#### [SELECTED PASSAGE]
************
Parents, caregivers and educators often think of play as the “child’s work.” Unlike “adult work”, children benefit from adult support (scaffolding) to experience rich, flexible and robust play ideas and experiences. Research indicates that “play” is important for healthy brain development, and through their play experiences, children engage and interact with the world.

Parents and caregivers are a child’s first “toy.” Our interactions and responses help a child engage with the world in a caring, responsive, and co-regulated way. Simple reactions to a baby’s sounds, coos and smiles are the foundation for playful engagement. For example, playing simple games such as peek-a-boo and hide-and-seek can help a child begin to anticipate, sequence, and have some control of their experiences.

Toys are important for exploration and the development of representational and symbolic play. Playtime with toys, games, books and peers lead to important problem solving skills. However, parents, caregivers and peers continue to be an important part of the foundation for growth. It is through shared ideas that a child develops and grows toward higher levels of cognitive thought.
************
#### [INFORMATION GIVEN]

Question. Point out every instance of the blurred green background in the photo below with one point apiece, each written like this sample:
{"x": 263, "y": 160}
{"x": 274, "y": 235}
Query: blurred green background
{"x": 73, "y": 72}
************
#### [PROMPT]
In the text on children's play, who are described as a child's first "toy"?

#### [SOLUTION TO THE EXERCISE]
Parents and caregivers.